• _Задание 1_
Ответьте по отрывку на три вопроса:
(a) Какое название Чертков придумал для книжки Стася?
(b) Сколько копий сборника Красовицкого было снабжено его автопортретом?
(c) Из какой поэмы «чей-то родственник» наизусть читал цитаты страницу за страницей?

• _Отрывок для чтения_
Патриции гордо спят на спине,
рабы спят, лежа на животе,
меняла спит на правом боку.
Гораций, вспомни, что ты поэт:
к жесткому ложу сердцем прижмись
в безумной надежде на страшный сон.
Если искать эстетическую формулу всему, услышанному в тот вечер, то она невзначай была высказана Чертковым в двух словах. Не без гордости он вдруг объявил: “Я придумал название для книжки Стася: “Дневник капитана”.
Да, мужественно и интимно. Двусмысленно-романтично. Картинно и фривольно. Поздней я увидел у Рейна машинописный, конечно, сборник Красовицкого. Это была одна из двадцати копий, снабженных его автопортретом: лапидарная линия рисунка, действительно, выглядела иронически и элегантно. Но название было другим.
Заговорили об абсурде как таковом и о том, что лишь ирония сообщает абсурду смысл. Конечно, вспомнили об обэриутах и Заболоцком, заспорили, кто из нас верней цитирует его “Торжество Земледелия”. Тут взгляды москвичей устремились на переминающегося в углу “чьего-то родственника”, которого я уже посчитал за слабоумного. И он пустился наизусть, страницу за страницей, шпарить цитатами из этой поэмы. Оказалось, что у него — невероятная, машинная память, приобретенная, увы, внезапно и драматически. Интеллектом он, правда, всегда был так себе, особенно если принять во внимание, что поехал кататься на мотоцикле без шапки, да еще в межсезонье. Пошел мокрый снег, и он вернулся домой с ледяной коркой на голове. Слег в горячке. Думали, помрет, а он выжил с фотографической памятью: запоминал тексты, даже не читая, а лишь взглянув на страницу.
Стали проверять его память по “Столбцам”, пока не выскочила из него строка: “Людоед у джентльмена неприличное отгрыз”. Естественно, с удовольствием заговорили о неприличном. Конечно, академическим тоном, с видом знатоков и глубоких эрудитов. Провинциалы, то есть мы с Рейном, шокированы не были и вовсю забавлялись услышанным. Однако вмешалась хозяйка салона, да, кстати, и пришла пора расходиться.

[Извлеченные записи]
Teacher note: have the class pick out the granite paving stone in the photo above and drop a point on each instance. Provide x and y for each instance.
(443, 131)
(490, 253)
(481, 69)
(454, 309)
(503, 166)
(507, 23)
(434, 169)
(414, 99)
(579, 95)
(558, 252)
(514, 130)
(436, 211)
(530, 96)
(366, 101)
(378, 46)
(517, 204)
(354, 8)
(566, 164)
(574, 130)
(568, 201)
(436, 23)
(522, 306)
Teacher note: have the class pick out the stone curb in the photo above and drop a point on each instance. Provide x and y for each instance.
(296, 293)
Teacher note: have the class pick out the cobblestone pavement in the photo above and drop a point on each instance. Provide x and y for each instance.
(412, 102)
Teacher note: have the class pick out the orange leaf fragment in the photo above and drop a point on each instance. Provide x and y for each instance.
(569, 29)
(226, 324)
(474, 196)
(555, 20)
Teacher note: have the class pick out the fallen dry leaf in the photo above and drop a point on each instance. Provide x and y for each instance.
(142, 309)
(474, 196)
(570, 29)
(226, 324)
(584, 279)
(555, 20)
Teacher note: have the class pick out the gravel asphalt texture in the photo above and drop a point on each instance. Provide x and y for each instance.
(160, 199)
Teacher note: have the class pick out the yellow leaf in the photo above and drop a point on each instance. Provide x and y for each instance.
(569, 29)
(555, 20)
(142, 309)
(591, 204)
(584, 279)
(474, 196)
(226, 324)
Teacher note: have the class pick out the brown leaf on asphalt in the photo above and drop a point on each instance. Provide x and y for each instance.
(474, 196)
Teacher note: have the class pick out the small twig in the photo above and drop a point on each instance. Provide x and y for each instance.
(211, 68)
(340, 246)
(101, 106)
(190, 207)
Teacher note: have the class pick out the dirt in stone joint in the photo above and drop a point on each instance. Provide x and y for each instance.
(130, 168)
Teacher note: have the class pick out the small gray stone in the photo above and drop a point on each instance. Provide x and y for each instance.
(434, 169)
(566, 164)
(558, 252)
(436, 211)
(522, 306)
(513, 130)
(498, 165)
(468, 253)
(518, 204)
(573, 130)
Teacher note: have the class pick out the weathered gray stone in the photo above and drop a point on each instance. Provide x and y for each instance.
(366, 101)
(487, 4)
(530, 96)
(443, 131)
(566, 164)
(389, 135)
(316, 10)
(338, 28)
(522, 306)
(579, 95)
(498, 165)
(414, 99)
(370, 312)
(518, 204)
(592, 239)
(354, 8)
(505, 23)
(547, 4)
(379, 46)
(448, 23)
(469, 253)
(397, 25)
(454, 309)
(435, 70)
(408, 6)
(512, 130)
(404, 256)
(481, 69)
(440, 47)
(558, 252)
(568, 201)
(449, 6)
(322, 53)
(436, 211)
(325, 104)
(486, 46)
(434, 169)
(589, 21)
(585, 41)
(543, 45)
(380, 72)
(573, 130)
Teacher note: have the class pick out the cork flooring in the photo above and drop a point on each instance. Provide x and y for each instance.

• _Задание 2_
Перепишите записи, начиная со строки, которая содержит «Teacher note: have the class pick out the weathered», и заканчивая концом записей, включая обе границы и сами указания. Каждую координату в ответах увеличьте на 36.

• _Правильный ответ 1_
(a) «Дневник капитана».
(b) Двадцать.
(c) Из поэмы Заболоцкого «Торжество Земледелия».

• _Правильный ответ 2_
Teacher note: have the class pick out the weathered gray stone in the photo above and drop a point on each instance. Provide x and y for each instance.
(402, 137)
(523, 40)
(566, 132)
(479, 167)
(602, 200)
(425, 171)
(352, 46)
(374, 64)
(558, 342)
(615, 131)
(534, 201)
(450, 135)
(406, 348)
(554, 240)
(628, 275)
(390, 44)
(541, 59)
(583, 40)
(415, 82)
(484, 59)
(505, 289)
(433, 61)
(490, 345)
(471, 106)
(444, 42)
(548, 166)
(440, 292)
(517, 105)
(476, 83)
(594, 288)
(604, 237)
(485, 42)
(358, 89)
(472, 247)
(361, 140)
(522, 82)
(470, 205)
(625, 57)
(621, 77)
(579, 81)
(416, 108)
(609, 166)
Teacher note: have the class pick out the cork flooring in the photo above and drop a point on each instance. Provide x and y for each instance.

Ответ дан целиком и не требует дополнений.